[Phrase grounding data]

-- Opening Marker --

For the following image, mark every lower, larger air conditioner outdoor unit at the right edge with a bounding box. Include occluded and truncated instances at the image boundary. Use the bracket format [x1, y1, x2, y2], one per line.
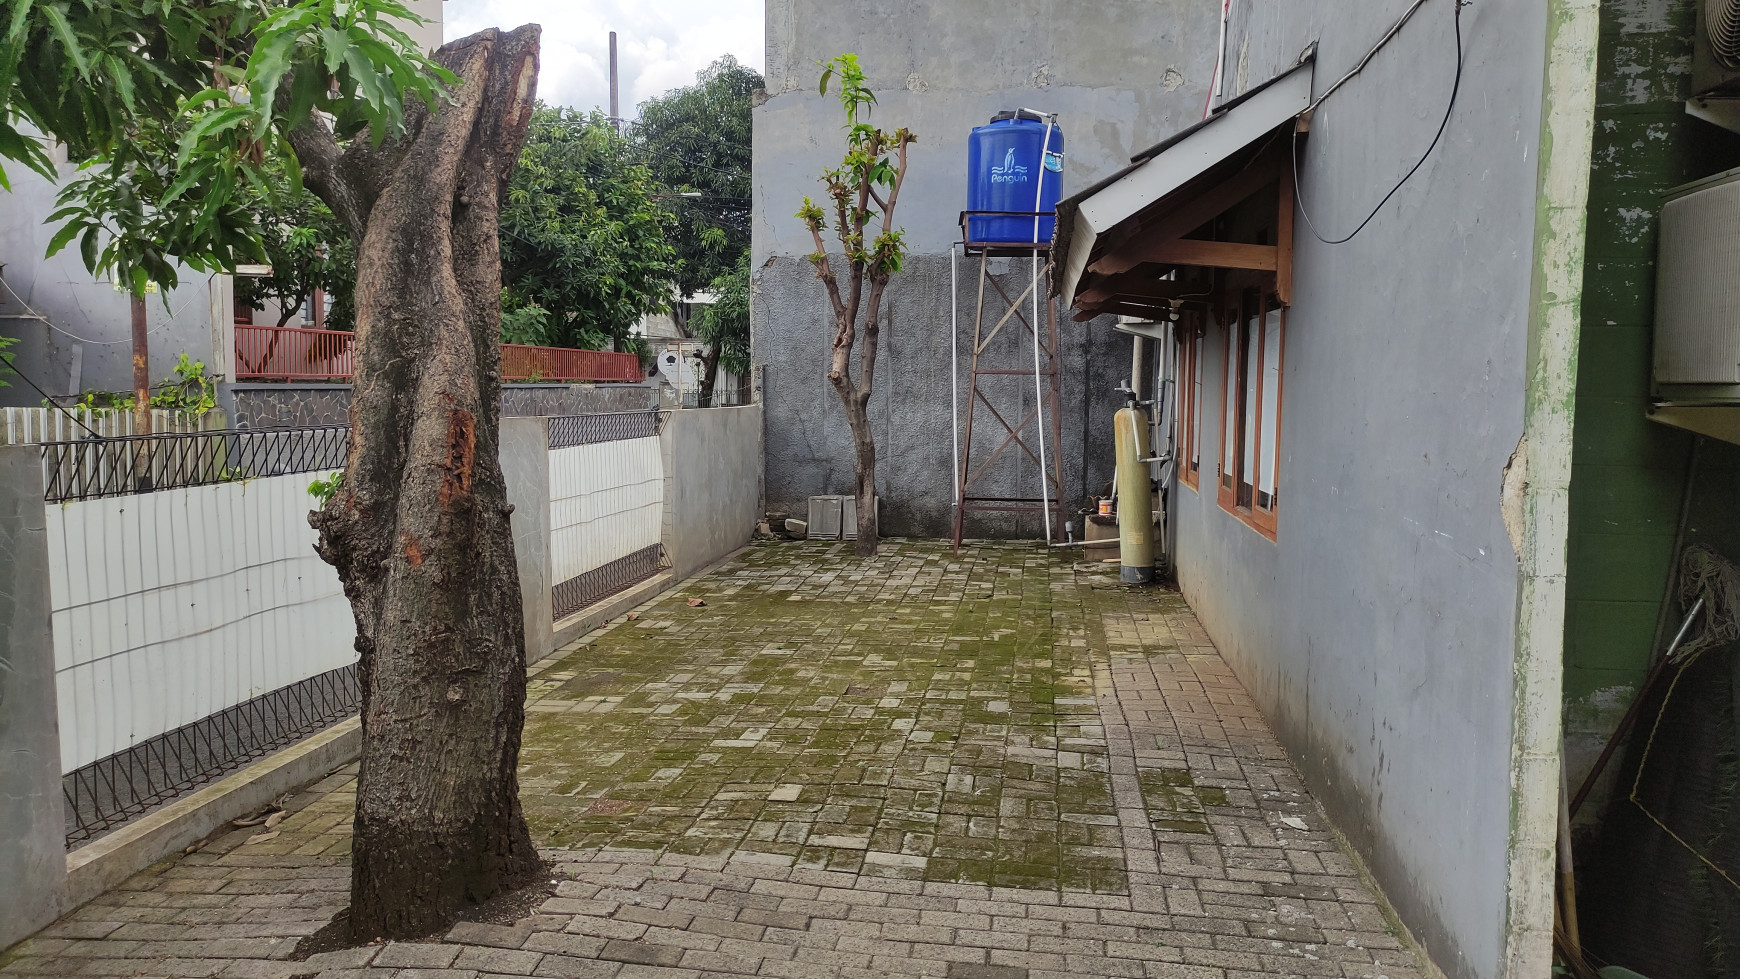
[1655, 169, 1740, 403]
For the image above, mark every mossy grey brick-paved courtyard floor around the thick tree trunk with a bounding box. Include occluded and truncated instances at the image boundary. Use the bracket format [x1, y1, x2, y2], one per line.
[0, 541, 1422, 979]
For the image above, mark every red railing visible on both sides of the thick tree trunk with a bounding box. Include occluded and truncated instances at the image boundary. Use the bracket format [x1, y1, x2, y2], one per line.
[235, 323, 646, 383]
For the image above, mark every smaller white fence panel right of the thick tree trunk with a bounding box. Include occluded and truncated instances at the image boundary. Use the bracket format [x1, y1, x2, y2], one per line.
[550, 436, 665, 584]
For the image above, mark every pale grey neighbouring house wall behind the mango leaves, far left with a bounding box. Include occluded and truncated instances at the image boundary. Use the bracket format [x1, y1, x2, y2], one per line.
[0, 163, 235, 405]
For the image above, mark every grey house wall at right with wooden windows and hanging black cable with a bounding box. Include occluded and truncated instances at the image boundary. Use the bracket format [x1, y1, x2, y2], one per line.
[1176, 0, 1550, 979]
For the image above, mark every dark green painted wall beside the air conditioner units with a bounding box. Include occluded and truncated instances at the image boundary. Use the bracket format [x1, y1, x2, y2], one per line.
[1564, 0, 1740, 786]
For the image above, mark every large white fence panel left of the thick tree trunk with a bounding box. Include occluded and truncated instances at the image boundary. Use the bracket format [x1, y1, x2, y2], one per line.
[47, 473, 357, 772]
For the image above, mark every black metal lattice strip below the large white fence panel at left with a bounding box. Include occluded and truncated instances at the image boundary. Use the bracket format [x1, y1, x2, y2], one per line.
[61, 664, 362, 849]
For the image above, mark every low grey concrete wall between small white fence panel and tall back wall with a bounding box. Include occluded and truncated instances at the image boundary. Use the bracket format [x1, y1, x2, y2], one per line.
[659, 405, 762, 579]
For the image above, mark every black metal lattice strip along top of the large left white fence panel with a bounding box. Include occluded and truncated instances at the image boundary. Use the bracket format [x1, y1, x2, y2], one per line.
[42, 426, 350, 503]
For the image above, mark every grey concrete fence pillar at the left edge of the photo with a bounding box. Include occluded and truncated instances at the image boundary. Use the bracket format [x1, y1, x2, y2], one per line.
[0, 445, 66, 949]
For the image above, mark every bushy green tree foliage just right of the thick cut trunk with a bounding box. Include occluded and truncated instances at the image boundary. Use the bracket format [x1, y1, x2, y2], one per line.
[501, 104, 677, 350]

-- Closing Marker --
-- Opening Marker --

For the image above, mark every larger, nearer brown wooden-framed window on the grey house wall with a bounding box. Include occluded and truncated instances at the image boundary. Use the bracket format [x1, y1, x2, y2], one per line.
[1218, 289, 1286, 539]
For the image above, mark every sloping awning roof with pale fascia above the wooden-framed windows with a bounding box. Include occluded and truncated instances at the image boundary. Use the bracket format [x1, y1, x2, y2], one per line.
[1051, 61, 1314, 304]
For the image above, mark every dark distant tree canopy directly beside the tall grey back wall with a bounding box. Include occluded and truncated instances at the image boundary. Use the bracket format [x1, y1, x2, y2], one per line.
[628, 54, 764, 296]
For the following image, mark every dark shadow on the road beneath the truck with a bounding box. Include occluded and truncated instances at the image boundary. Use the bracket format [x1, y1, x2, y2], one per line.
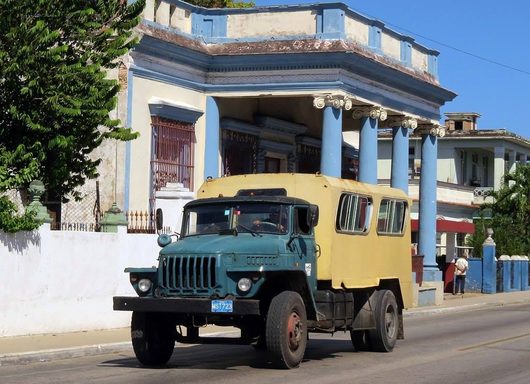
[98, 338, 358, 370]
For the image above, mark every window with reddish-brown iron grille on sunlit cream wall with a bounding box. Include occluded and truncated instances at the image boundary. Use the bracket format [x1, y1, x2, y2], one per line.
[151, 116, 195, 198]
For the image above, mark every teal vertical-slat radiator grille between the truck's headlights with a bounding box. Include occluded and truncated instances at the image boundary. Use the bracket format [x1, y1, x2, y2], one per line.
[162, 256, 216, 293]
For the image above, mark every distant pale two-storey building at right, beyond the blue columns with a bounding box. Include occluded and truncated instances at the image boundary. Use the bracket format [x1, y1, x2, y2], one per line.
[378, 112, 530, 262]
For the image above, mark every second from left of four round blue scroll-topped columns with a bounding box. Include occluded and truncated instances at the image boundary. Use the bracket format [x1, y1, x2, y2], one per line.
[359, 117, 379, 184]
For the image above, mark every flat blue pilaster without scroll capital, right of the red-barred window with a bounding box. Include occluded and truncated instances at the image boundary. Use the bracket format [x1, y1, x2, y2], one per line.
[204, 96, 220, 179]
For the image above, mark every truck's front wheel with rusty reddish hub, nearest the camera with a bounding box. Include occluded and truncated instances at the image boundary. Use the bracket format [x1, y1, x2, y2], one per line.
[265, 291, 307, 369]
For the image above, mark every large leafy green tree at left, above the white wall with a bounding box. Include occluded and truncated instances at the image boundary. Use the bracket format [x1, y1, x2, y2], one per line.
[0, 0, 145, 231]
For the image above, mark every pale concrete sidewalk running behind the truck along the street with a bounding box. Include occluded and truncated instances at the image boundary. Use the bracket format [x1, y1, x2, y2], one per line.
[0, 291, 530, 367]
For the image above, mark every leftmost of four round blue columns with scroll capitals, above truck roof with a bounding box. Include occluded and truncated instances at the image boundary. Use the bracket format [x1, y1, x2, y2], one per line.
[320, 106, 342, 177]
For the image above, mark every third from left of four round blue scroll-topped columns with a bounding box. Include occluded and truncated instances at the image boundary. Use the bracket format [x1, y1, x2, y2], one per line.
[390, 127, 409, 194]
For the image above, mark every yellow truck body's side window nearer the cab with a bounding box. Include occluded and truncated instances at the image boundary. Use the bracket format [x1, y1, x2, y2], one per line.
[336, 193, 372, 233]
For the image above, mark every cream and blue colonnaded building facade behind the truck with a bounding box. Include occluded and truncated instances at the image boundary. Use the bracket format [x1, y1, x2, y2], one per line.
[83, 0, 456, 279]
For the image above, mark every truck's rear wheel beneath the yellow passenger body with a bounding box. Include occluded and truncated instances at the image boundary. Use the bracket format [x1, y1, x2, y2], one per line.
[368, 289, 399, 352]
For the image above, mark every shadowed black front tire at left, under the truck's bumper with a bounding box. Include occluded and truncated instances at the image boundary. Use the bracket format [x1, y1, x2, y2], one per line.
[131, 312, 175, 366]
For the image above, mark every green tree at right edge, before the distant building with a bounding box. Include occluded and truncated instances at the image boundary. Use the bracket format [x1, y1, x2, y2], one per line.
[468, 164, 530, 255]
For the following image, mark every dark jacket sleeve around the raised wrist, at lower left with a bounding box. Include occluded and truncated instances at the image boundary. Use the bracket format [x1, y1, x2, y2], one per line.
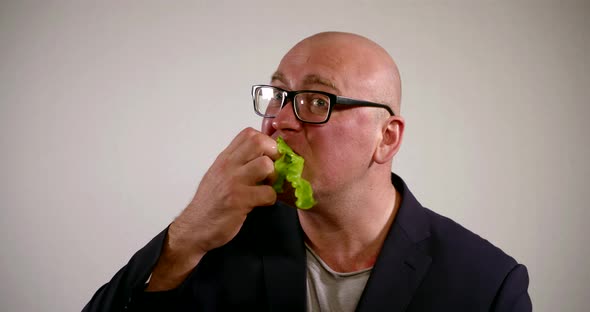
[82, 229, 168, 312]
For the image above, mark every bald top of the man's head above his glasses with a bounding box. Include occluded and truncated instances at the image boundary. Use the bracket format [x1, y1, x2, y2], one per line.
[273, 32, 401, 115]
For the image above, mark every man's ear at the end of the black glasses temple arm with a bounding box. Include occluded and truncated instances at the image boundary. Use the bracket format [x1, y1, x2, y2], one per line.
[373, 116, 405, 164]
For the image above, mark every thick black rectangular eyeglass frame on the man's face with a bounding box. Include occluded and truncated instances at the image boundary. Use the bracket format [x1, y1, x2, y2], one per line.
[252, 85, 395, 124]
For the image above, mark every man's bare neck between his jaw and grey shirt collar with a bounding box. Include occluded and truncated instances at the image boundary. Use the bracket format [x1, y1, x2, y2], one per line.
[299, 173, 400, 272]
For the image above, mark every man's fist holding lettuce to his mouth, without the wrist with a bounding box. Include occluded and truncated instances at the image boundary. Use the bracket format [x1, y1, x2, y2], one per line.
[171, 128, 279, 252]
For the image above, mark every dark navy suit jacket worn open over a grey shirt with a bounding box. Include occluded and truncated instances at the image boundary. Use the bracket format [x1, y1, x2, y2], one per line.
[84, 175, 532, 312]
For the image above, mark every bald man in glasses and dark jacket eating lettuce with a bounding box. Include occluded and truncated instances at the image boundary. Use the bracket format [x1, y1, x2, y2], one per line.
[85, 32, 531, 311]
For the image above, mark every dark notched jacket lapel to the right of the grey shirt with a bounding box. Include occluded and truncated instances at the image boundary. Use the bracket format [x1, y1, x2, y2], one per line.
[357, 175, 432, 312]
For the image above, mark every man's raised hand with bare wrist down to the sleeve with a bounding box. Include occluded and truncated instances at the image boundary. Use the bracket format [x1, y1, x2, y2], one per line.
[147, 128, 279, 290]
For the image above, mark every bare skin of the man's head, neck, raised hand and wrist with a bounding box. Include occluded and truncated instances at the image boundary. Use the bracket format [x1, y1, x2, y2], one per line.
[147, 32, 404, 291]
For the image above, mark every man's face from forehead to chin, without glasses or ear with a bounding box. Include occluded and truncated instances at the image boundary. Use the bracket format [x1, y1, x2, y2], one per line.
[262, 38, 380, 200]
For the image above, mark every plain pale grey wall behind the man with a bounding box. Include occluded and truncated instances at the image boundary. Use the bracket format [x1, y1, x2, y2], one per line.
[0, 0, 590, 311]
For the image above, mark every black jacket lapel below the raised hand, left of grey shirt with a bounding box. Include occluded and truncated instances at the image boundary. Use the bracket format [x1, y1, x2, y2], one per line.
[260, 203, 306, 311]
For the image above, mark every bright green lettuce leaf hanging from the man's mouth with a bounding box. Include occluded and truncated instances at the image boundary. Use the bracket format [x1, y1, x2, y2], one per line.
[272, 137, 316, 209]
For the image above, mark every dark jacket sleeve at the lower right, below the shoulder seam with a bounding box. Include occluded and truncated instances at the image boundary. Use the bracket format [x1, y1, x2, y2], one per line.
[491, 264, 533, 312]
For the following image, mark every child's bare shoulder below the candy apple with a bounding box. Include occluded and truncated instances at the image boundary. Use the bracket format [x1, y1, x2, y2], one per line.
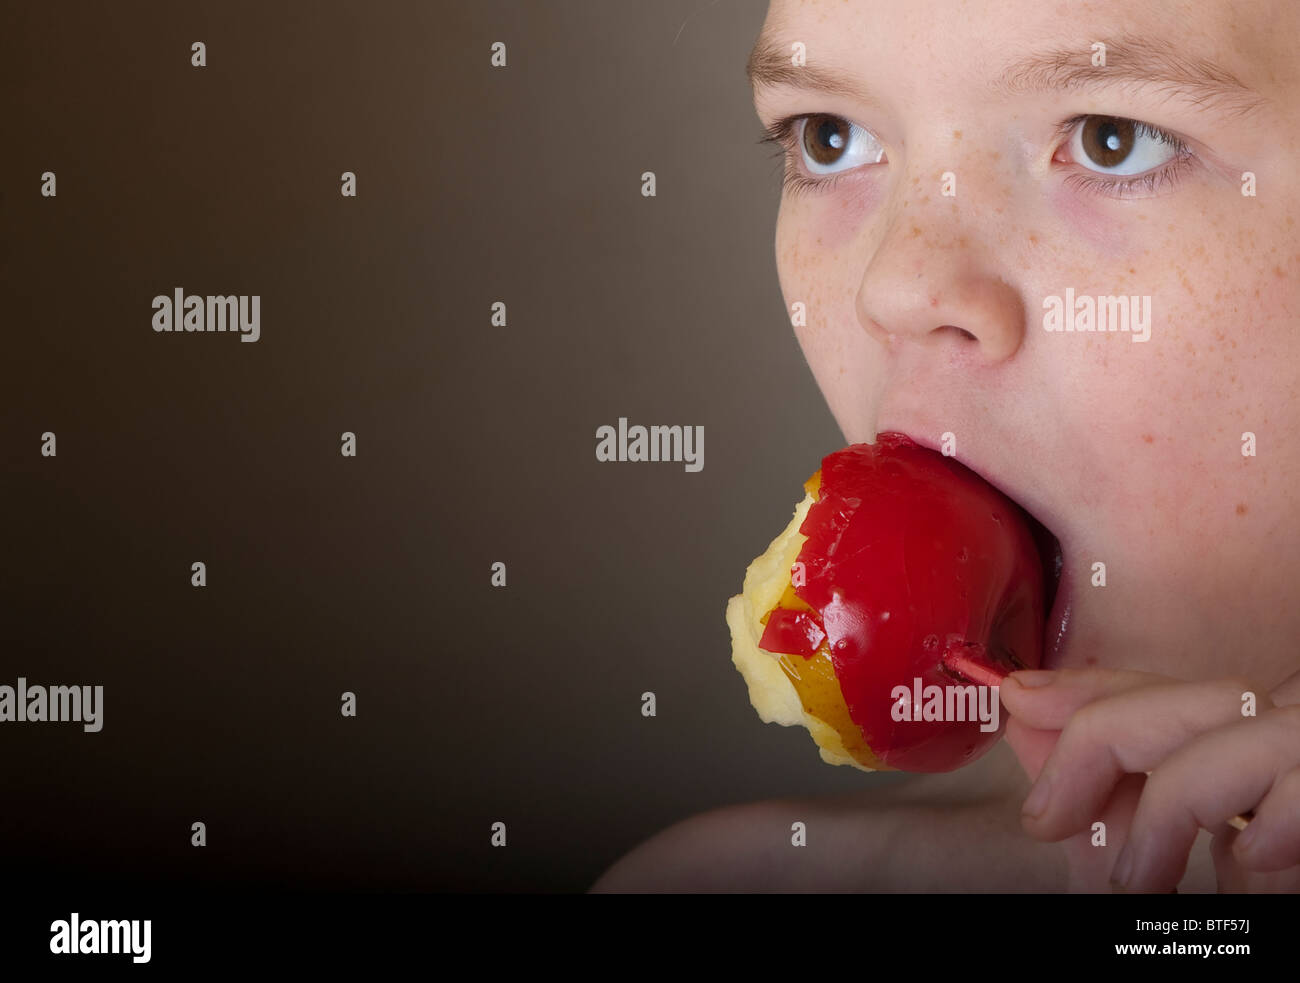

-- Closing Marker --

# Work item:
Give back, exactly as written, the stretch from the line with "For the image above, mark every man's raised" through the line with "For the following image, mark every child's", and no other lines from the records above.

# Answer:
For the image above, mark every man's raised hand with bare wrist down to the sleeve with a bounding box. Include occluded and truncated instances at the image boundary. Use the bracket format [x1, y1, x2, y2], one per line.
[147, 128, 279, 290]
For the image above, mark every bare skin of the man's head, neck, raised hand and wrist with a bounding box. Include occluded and truncated instances at the image boundary. Use the bracket format [x1, y1, x2, y2], one per line.
[147, 32, 404, 291]
For the image above, mark every man's face from forehead to chin, without glasses or ear with a bounding box. Include occluded and truncated instances at the image boundary. Use the bracket format [x1, y1, x2, y2], one per line.
[262, 38, 380, 200]
For the image above, mark every plain pale grey wall behind the man with a bounding box. Include occluded and truncated instances at the image boundary. Use the bracket format [x1, y1, x2, y2], one per line.
[0, 0, 590, 311]
For the image above, mark every black jacket lapel below the raised hand, left of grey shirt with a bounding box. Include occluded and truncated instances at the image boundary. Use the bracket format [x1, y1, x2, y2], one per line.
[260, 203, 306, 311]
For the image above, mark every bright green lettuce leaf hanging from the man's mouth with a bounding box. Include occluded and truncated instances at the image boundary. Use the bracket format [x1, y1, x2, y2], one per line.
[272, 137, 316, 209]
For the image above, mark every dark jacket sleeve at the lower right, below the shoulder seam with a bounding box. Include occluded and truncated instances at the image boundary. Use the bracket format [x1, y1, x2, y2], one per line.
[491, 264, 533, 312]
For the following image, mark every child's bare shoulder below the candy apple with a bounding box. Include occluded and truncated instances at the image boundary. Use the bracket format [x1, y1, x2, y2], one per line.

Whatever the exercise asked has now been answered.